EXCERPT
○ ○ ○ ○ ○ ○ ○
I'd never buy a mac, but I find this interesting. Yes the later power PC chips in the past were pretty awful. However, the earlier designs from apple were extremely fast. Well ahead of their time. Apple just fell behind badly as time went on.

ARM has proven itself to be very efficient. It's well established by now, so if they're using that I'm curious what they'll do with it.

The main problem with PPC was that IBM wasn't really able to clock the architecture up (due to PPCs design), and they ran out of easy ways to improve IPC. When Intel released Core 2, it was pretty much dead in the market. Prior to that, PPC chips were quite competitive with everything else out there; it was a solid architecture.
 
At the end of the day x86 is an ancient design... created for a single threaded world where the solution to complicated math was to take a ton of CPU cycles to crunch things. It has never been a great instruction set for threading... almost all threading has be done a code level. The chips themselves don't lead themselves to doing their own math splitting and its why they have use things like thread prediction which is very inefficient in general. The way x86 works even doing some form of "auto threading" with a compiler is hard to accomplish. The other side of the coin is this isn't an issue for the ARM architecture..... if a software developer compiles for ARM if the silicon on X machine can do that math on which ever core it deems best, a Android/ios developer doesn't have to specific X low power core or Y high power general core should do this list of things and this other one that. x86 software tends to suck unless its created with multi threading in mind... and even then the programmer is going to have to decide which to send where... they are more likely going ot have to know if they are dealing with 1/2/4/64 cores ect, and to make matters worse because the math is done over multiple cycles and using prediction ect a lot of things are just forever going to have to be coded as singled threaded operations.
○ ○ ○ ○ ○ ○ ○
RAW DATA

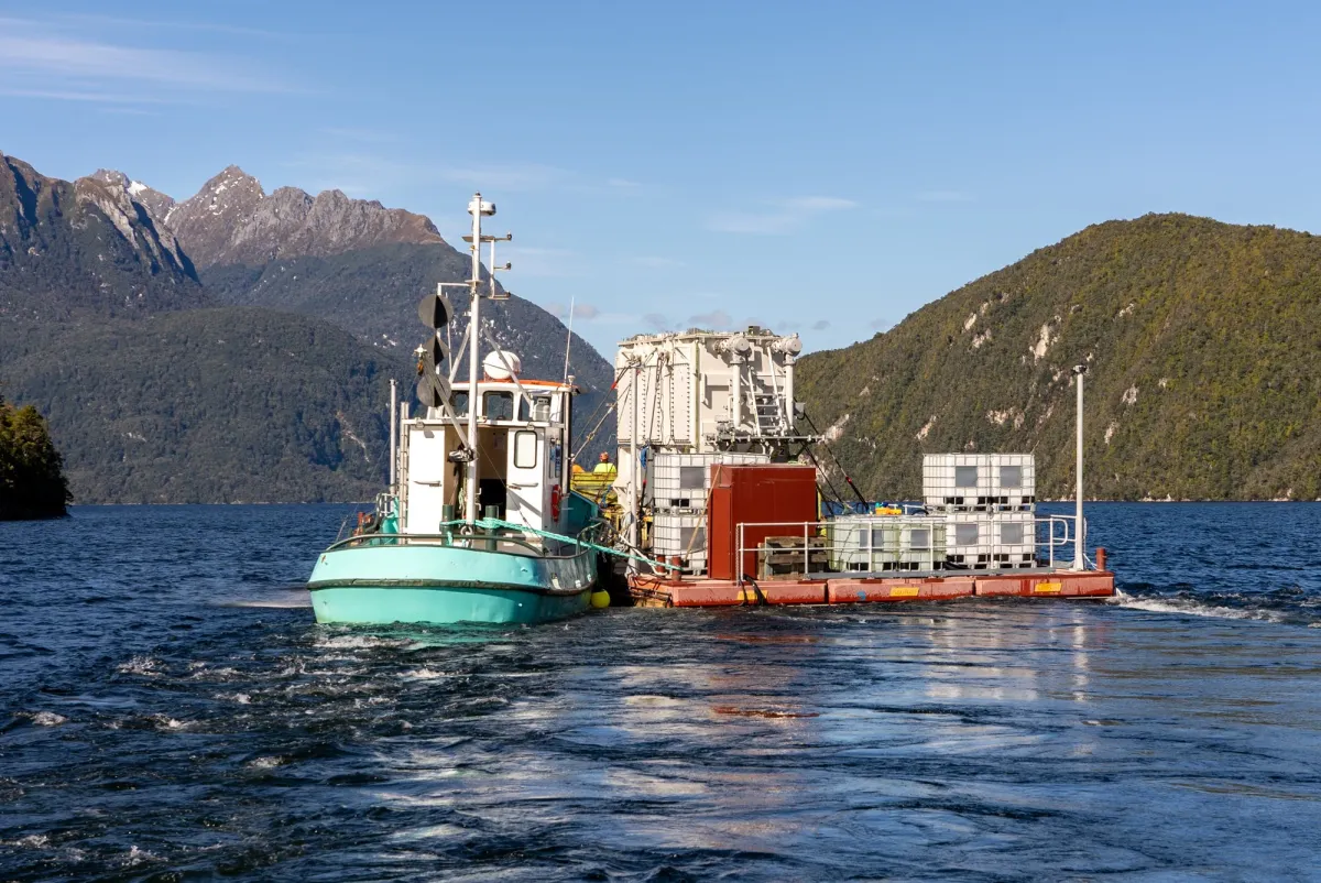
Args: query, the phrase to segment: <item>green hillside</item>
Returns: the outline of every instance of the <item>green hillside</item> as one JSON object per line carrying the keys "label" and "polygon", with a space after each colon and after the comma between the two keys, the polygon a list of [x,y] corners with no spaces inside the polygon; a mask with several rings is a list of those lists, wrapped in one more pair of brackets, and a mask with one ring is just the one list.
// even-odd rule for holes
○ ○ ○ ○ ○ ○ ○
TASKS TO CARRY OUT
A. Answer these questions about the excerpt on PowerPC, ARM and x86 chips:
(i) Which company wasn't really able to clock the PPC architecture up?
(ii) After which Intel release was PPC pretty much dead in the market?
(iii) Which architecture has proven itself to be very efficient?
B. Quote the excerpt on PowerPC, ARM and x86 chips word for word, starting with "I'd never buy" and going on through "a solid architecture.".

EXPECTED ANSWERS
A.
(i) IBM
(ii) Core 2
(iii) ARM

B.
I'd never buy a mac, but I find this interesting. Yes the later power PC chips in the past were pretty awful. However, the earlier designs from apple were extremely fast. Well ahead of their time. Apple just fell behind badly as time went on.

ARM has proven itself to be very efficient. It's well established by now, so if they're using that I'm curious what they'll do with it.

The main problem with PPC was that IBM wasn't really able to clock the architecture up (due to PPCs design), and they ran out of easy ways to improve IPC. When Intel released Core 2, it was pretty much dead in the market. Prior to that, PPC chips were quite competitive with everything else out there; it was a solid architecture.